## begin

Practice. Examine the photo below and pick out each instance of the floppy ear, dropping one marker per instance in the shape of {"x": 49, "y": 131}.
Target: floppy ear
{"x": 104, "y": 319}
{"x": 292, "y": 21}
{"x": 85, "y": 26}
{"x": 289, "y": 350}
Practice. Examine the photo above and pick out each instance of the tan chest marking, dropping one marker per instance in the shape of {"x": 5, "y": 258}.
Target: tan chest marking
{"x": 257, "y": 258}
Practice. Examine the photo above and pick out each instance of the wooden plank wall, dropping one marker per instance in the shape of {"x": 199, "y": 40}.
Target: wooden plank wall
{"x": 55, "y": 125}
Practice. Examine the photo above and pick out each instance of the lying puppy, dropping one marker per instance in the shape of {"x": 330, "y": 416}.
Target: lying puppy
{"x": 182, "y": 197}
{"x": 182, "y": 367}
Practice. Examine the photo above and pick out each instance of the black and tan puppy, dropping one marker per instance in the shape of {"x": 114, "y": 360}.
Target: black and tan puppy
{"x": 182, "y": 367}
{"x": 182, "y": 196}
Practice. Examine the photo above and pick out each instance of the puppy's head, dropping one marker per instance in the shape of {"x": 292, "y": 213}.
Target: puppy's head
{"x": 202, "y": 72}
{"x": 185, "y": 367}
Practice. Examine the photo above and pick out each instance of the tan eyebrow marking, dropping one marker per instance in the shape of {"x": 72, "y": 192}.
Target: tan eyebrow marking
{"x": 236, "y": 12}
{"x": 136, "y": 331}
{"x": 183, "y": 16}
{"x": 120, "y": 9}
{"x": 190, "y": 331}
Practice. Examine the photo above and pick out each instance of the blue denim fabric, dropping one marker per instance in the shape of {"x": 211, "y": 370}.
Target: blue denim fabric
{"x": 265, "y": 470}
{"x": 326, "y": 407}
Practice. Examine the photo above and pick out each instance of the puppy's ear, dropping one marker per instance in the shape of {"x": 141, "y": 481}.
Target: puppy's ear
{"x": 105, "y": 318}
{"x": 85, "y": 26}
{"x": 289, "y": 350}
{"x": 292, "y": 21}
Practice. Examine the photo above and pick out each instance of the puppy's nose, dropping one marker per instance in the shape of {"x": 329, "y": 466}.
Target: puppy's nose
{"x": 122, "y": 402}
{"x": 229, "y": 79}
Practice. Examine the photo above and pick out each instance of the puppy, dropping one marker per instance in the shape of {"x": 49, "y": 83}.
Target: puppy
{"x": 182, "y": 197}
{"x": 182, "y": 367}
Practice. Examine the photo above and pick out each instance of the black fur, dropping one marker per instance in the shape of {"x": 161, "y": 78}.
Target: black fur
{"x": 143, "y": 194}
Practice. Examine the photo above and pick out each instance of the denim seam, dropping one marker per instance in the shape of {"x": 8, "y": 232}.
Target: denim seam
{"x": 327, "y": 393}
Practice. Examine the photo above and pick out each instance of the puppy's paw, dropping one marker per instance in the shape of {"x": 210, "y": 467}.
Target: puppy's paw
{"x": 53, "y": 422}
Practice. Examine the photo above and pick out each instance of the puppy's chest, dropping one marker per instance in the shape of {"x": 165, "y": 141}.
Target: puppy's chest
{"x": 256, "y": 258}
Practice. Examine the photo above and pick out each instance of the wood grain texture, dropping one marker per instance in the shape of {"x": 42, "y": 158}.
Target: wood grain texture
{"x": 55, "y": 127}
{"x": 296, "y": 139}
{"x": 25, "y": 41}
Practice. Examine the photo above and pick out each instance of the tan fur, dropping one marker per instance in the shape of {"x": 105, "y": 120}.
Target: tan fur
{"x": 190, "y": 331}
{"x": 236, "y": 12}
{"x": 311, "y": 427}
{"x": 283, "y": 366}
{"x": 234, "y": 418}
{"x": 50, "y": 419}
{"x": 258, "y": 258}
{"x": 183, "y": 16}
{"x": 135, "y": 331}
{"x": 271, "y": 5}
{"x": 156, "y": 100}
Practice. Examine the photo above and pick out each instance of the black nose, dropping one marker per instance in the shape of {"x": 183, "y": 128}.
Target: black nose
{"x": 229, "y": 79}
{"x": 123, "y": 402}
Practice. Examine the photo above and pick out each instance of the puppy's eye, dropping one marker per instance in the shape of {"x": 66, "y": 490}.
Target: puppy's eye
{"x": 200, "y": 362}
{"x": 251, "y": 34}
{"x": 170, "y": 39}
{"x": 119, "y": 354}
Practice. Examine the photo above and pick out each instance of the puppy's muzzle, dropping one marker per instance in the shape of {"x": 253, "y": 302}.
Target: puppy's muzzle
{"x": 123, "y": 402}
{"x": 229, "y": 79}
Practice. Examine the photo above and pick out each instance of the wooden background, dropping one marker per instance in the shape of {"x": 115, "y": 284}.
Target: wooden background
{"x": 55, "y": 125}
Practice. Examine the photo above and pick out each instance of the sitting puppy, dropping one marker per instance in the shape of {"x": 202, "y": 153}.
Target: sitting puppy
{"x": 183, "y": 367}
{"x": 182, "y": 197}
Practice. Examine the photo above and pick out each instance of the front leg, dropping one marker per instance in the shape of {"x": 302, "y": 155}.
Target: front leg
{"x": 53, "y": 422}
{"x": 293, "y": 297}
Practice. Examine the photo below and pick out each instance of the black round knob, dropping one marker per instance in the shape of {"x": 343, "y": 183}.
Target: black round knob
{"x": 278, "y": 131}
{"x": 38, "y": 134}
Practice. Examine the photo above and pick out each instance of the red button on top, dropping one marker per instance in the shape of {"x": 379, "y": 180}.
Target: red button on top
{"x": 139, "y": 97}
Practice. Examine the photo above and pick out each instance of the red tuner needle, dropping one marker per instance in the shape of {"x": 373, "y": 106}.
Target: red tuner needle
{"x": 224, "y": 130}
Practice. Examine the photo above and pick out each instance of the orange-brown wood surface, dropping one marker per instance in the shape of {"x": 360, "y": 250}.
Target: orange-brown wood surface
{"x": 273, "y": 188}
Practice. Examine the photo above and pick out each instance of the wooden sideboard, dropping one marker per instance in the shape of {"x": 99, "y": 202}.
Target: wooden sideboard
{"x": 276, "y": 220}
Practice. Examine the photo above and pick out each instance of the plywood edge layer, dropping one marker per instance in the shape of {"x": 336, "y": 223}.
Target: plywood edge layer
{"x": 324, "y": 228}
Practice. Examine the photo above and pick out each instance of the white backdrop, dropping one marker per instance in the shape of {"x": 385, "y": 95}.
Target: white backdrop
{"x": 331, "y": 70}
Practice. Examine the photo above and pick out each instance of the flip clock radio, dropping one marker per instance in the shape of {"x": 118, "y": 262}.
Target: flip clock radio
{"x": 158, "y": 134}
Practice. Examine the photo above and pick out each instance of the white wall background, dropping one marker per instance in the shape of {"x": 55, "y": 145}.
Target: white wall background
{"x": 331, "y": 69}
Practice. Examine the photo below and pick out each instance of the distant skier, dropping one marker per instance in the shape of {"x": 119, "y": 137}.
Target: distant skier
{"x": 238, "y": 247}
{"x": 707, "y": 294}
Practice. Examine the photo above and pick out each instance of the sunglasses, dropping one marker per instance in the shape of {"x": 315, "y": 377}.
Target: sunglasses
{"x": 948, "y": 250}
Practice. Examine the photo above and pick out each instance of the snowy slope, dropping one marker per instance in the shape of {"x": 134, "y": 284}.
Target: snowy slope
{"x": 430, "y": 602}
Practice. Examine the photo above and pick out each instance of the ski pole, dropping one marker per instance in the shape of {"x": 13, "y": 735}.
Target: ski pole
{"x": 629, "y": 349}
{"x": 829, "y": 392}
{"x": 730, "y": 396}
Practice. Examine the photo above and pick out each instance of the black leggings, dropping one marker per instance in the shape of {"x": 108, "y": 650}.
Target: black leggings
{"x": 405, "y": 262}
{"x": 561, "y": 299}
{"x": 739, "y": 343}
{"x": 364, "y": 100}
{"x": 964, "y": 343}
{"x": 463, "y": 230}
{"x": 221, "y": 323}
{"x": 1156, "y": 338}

## end

**What you are asked to do:** Change "ski pole" to "trekking pole" in the items from the line with "of the flip" up to and including the last line of the items. Write out those lines again with nothing else altered.

**Reply to the task:**
Practice. Examine the photo above and pick out each instance of the flip clock radio, dropping one marker per instance in the shape of {"x": 118, "y": 262}.
Target: flip clock radio
{"x": 158, "y": 134}
Practice. Examine the photo above and pick out each instance of the white wall background, dropping one marker per instance in the shape of {"x": 55, "y": 145}.
Target: white wall background
{"x": 331, "y": 69}
Practice. Examine the photo below and pick out each instance of the distant skier, dropping one marker per instance in the shape of {"x": 119, "y": 137}.
Target: distant skier
{"x": 238, "y": 247}
{"x": 707, "y": 294}
Practice. Examine the photo above and pick out each instance of the sunglasses, dropping one marker per instance in the shape of {"x": 315, "y": 377}.
Target: sunglasses
{"x": 948, "y": 250}
Practice. Examine the photo above and pick out each instance of the snowy slope, dropping one marker per instance in the shape of {"x": 134, "y": 284}.
Target: snowy slope
{"x": 430, "y": 602}
Practice. Examine the photo above and pick out each instance of the trekking pole, dropping one marker per instance in the shape of {"x": 13, "y": 735}.
Target: trekking pole
{"x": 629, "y": 349}
{"x": 829, "y": 392}
{"x": 730, "y": 396}
Practice. Examine the photo above and pick out each instance of the black leggings, dropping one marker per instance in the shape of {"x": 108, "y": 650}.
Target: black leggings
{"x": 405, "y": 262}
{"x": 561, "y": 299}
{"x": 739, "y": 343}
{"x": 364, "y": 100}
{"x": 964, "y": 343}
{"x": 463, "y": 230}
{"x": 221, "y": 323}
{"x": 1156, "y": 338}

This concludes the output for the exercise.